> [TEXT SHOWN]:
▼▼▼

Rental Housing in Informal Settlements – A Case-Study of Rajkot


Studies across the world have shown the presence of rental housing in almost all informal and slum settlements. This research is an attempt to understand rental housing within the informal housing and discerning its characteristics in comparison to the informal sector owner-occupied housing in the city of Rajkot in Gujarat.
By and  |  September 28, 2011

Abstract

The current government paradigm towards urban poor housing is to provide land titles to the poor and promote ownership housing. However looking at the current housing market, especially in large industrial and commercial cities, rental housing as an accessible housing option for the poor cannot be over-looked. Literature review has shown rental housing to be an integral part of the housing tenure systems in the city, as well as in the stages of a migrant’s upward mobility from a squatter to ownership housing. Studies across the world have shown the presence of rental housing in almost all informal and slum settlements. This research is an attempt to understand rental housing within the informal housing and discerning its characteristics in comparison to the informal sector owner-occupied housing in the city of Rajkot in Gujarat.

▲▲▲

> [PARTS OF THE EXERCISE]:
a: In the abstract on rental housing in Rajkot, what is the current government approach to housing for the urban poor?
b: Carry the abstract on rental housing in Rajkot forward, picking up after its final sentence.

> [DATASET ROWS]:
▼▼▼

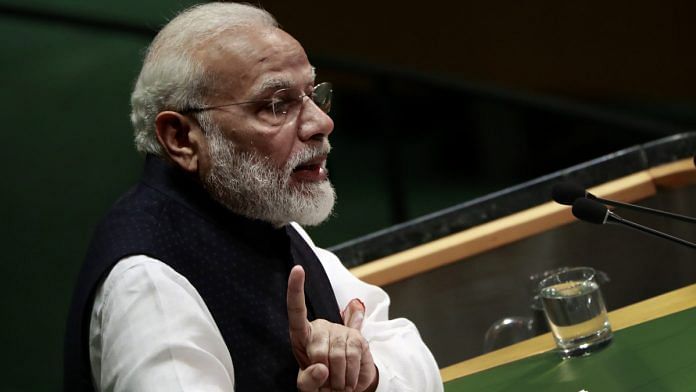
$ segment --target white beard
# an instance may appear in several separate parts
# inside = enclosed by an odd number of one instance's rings
[[[328,154],[328,141],[300,151],[285,167],[276,168],[268,158],[238,151],[216,127],[207,131],[211,169],[201,180],[212,197],[229,210],[277,227],[292,221],[316,226],[329,217],[336,193],[328,180],[290,185],[294,168]]]

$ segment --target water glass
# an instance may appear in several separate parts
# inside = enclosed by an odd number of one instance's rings
[[[563,358],[589,355],[612,339],[597,272],[589,267],[560,270],[539,283],[539,296]]]

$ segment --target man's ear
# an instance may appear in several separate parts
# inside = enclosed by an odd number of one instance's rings
[[[155,130],[157,140],[174,163],[188,172],[200,169],[207,150],[198,123],[181,113],[166,111],[157,115]]]

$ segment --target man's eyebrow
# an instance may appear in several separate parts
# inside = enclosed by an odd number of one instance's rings
[[[274,93],[280,89],[290,87],[292,87],[292,83],[290,83],[290,81],[287,79],[268,79],[261,83],[257,89],[255,89],[256,91],[254,92],[253,96],[259,97],[269,92]]]

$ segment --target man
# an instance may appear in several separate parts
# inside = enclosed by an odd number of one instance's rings
[[[314,79],[248,5],[194,7],[157,35],[132,96],[145,172],[90,245],[67,390],[442,390],[386,293],[298,225],[334,203],[331,87]]]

▲▲▲

> [ANSWERS PROVIDED]:
a: It provides land titles to the poor and promotes ownership housing.

b:
Introduction

Rental housing provides the much needed ‘room for manoeuvre’ (Oakpala, 1981 in (Kumar, 2001) or flexibility of tenure arrangements during the lifetime of an urban poor household. Rental housing lessens the burden on a migrant to invest on shelter till one can manage to have disposal income for ownership housing. It is responsive to in an individual’s and a household’s life-cycle changes and is an asset for tenants as well as landlords. Rental housing is influenced by the local economic conditions and employment.

There is a long-drawn debate on the significance of ownership versus renting in housing. It is a popular belief that all households aspire to own housing. Many studies have proved this assumption to be true. However, the crucial question is not if ownership is desired by poor households, but if ownership housing is accessible to them (Kumar, 1996). Issues of accessibility have come up in housing policy discussions because the governments across the developing countries have tended to design their public housing programmes to cater to the demand for ownership housing. On the contrary, studies across the world have shown that rental housing is of particular importance to the migrants. It has been theorized as the first entry point for a migrant in a city. Until a migrant can manage to find a stable job and save to invest in ownership housing, rental housing provides him/ her with numerous options shelter. Yet, the housing policies do not pay attention to the rental housing needs.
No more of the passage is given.